- [DATASET ENTRIES]:
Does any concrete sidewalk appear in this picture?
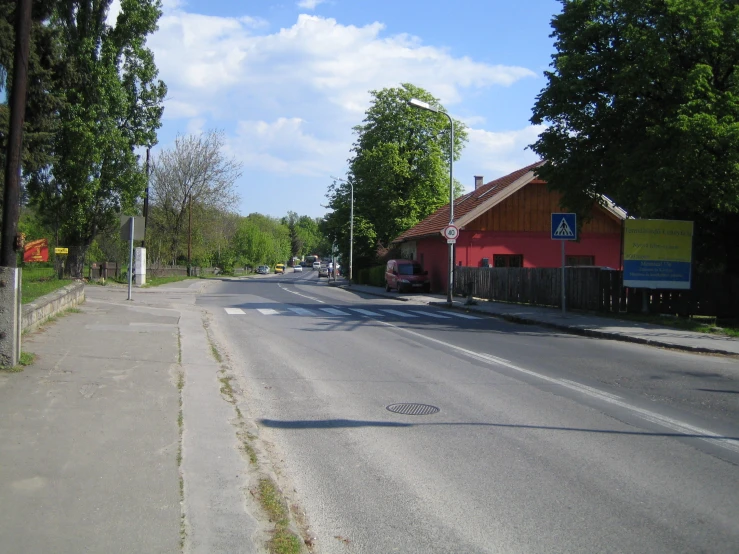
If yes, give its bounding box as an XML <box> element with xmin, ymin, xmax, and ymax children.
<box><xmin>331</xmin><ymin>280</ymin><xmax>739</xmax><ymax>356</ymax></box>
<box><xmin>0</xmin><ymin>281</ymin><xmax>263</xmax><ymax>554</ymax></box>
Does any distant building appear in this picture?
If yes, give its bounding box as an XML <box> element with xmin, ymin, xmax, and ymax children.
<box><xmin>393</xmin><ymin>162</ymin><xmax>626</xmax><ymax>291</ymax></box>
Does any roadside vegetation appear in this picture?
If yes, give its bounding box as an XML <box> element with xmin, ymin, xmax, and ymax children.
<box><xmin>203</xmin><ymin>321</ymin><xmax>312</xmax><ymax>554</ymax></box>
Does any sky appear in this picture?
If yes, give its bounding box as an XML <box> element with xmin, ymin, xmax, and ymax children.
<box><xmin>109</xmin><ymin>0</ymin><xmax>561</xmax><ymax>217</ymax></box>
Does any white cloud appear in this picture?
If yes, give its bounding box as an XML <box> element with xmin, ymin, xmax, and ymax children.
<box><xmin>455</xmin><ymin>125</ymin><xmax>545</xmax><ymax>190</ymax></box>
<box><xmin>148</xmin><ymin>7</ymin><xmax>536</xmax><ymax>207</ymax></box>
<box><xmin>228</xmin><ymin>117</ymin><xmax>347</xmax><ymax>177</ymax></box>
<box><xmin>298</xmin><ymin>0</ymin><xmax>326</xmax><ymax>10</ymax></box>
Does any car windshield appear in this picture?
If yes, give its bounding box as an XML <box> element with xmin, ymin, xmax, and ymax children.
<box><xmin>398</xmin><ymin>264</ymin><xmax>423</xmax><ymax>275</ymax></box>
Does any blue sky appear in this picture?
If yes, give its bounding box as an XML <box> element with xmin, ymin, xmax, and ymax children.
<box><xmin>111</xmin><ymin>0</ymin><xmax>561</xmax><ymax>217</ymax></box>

==

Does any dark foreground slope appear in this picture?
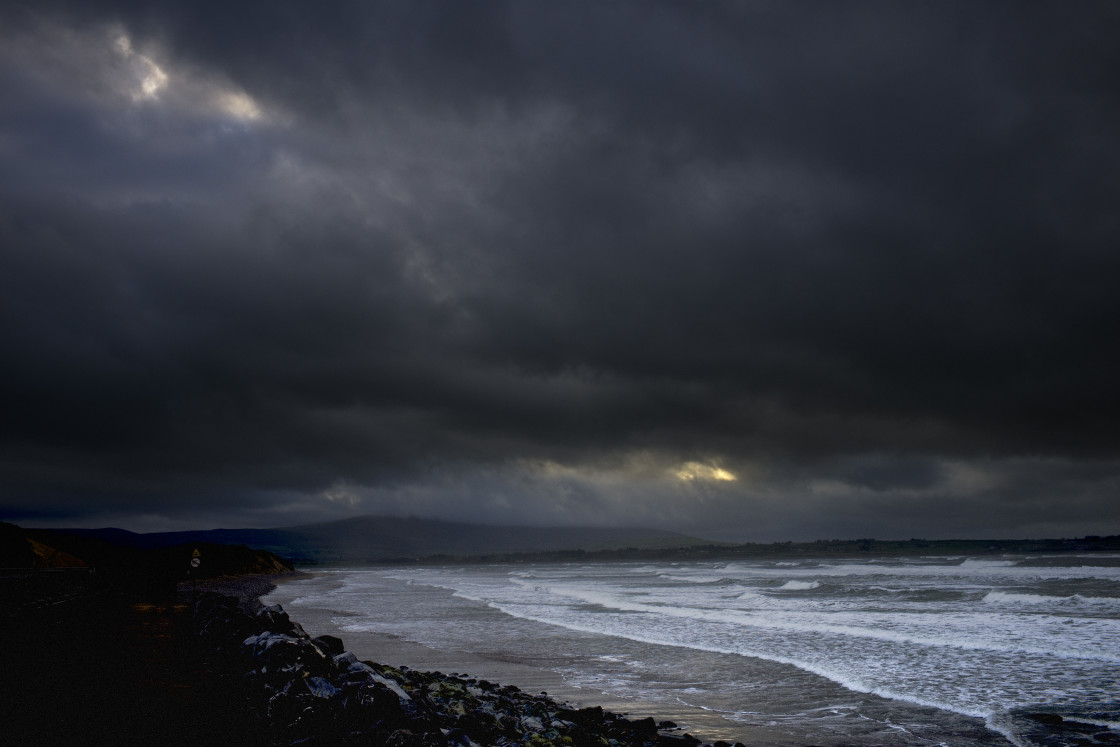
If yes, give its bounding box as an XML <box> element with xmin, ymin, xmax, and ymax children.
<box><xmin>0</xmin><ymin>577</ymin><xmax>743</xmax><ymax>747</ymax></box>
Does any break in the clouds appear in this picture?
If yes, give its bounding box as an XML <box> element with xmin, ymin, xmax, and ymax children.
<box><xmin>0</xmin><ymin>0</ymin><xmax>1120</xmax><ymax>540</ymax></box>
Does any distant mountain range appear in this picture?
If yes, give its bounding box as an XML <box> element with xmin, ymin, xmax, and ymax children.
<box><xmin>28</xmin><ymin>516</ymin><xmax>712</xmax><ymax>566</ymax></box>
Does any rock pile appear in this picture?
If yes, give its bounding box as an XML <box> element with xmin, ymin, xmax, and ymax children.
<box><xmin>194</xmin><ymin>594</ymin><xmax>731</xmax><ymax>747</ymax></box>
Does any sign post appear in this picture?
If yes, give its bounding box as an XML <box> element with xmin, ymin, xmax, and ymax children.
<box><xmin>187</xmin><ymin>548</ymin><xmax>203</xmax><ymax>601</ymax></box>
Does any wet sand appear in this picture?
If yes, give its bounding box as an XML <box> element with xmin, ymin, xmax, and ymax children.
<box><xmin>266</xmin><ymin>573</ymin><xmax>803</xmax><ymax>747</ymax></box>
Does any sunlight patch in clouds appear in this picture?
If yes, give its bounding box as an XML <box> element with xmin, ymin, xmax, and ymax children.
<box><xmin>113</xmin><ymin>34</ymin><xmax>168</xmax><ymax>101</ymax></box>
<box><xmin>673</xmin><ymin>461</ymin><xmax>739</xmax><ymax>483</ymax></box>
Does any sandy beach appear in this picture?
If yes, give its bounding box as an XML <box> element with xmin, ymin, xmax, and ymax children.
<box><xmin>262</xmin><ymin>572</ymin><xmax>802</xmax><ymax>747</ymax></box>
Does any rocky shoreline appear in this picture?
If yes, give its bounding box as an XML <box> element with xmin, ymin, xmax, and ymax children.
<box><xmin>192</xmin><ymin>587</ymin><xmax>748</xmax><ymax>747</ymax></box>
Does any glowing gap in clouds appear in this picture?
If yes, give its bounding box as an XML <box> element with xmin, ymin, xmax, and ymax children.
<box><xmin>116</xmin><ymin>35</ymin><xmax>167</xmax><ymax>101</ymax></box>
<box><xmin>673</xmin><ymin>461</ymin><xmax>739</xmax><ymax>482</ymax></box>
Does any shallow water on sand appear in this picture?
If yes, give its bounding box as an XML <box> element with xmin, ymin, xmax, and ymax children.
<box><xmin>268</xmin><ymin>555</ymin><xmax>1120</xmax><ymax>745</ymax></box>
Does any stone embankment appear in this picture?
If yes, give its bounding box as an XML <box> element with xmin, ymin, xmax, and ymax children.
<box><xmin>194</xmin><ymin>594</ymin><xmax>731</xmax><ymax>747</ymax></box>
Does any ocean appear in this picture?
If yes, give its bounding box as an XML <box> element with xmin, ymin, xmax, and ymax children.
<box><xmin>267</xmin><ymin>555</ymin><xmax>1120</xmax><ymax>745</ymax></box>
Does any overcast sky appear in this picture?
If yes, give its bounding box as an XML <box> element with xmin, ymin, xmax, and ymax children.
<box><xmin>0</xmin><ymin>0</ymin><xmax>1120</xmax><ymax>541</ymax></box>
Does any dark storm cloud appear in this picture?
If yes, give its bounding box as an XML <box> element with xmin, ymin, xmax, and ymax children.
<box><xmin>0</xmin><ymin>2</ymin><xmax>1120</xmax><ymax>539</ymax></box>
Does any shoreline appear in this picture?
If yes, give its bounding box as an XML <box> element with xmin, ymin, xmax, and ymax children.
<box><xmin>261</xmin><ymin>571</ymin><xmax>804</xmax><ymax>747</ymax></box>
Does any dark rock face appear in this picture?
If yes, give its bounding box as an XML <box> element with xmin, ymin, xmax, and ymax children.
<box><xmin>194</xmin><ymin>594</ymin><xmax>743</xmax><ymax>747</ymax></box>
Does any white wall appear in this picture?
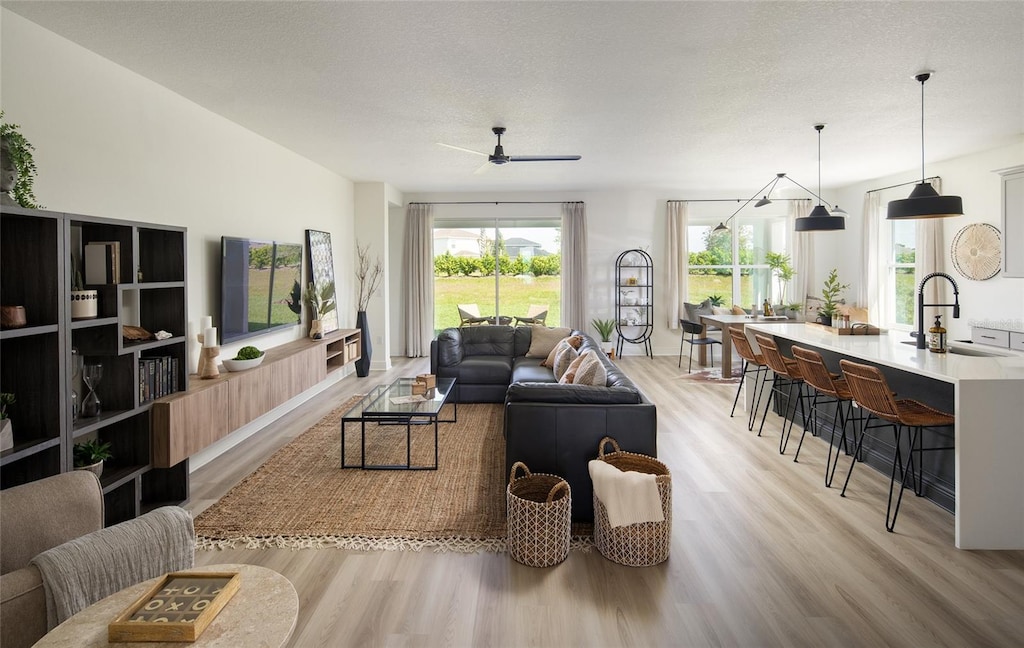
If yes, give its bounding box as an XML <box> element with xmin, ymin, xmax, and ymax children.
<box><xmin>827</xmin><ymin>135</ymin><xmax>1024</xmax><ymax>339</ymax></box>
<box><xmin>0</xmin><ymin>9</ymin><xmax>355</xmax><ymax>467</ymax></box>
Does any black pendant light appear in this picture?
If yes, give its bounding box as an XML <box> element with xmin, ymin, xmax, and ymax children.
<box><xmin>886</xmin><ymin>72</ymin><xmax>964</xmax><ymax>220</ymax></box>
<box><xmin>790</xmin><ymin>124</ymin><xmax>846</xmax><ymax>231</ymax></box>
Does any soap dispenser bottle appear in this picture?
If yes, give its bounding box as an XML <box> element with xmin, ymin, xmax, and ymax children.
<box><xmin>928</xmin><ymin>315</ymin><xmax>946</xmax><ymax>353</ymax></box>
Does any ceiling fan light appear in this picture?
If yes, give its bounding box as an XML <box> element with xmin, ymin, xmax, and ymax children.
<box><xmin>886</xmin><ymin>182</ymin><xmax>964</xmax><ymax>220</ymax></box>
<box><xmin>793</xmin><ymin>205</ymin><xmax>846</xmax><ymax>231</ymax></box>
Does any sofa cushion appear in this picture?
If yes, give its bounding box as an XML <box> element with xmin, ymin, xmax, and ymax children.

==

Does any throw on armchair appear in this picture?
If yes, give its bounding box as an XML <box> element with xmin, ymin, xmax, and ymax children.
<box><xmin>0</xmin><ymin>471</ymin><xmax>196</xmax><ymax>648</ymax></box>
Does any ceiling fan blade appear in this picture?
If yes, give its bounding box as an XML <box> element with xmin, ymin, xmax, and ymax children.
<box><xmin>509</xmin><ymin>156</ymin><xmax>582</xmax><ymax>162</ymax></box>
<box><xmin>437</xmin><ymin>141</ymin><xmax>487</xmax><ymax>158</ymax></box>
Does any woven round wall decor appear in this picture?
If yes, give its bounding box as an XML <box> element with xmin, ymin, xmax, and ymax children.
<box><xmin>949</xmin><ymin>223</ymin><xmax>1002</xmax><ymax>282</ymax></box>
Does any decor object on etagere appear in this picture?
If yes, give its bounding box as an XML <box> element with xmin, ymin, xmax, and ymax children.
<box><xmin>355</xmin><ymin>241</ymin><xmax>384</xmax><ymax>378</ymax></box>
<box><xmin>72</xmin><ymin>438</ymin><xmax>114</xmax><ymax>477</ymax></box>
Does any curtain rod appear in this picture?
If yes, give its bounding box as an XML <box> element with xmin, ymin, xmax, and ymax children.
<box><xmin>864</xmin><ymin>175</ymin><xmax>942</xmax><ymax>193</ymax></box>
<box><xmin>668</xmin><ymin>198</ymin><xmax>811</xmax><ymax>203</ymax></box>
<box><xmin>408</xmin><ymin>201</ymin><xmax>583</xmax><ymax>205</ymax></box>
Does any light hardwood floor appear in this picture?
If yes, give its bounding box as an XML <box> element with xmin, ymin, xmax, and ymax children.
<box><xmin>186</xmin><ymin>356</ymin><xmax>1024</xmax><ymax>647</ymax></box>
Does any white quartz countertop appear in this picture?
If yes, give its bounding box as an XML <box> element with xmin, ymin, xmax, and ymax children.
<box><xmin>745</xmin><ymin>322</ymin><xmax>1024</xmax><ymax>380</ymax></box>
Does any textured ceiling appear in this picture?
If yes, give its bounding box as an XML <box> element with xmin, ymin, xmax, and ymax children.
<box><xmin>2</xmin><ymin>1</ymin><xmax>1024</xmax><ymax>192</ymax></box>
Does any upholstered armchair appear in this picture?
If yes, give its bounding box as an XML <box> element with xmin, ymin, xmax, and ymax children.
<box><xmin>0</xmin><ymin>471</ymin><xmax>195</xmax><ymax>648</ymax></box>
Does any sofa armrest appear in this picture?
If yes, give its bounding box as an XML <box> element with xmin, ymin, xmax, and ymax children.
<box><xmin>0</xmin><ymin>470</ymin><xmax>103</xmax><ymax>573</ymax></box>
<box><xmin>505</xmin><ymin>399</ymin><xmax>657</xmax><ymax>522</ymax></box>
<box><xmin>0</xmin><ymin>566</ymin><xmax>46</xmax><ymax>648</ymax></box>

- [WHAT YOU ARE ASKED TO DO]: Can you locate every line above that contains the word "distant" and copy each one in full? Case counts.

- [RESULT OF THIS EXERCISE]:
Does any distant building appear in this picture?
Does any distant mountain range appear in this picture?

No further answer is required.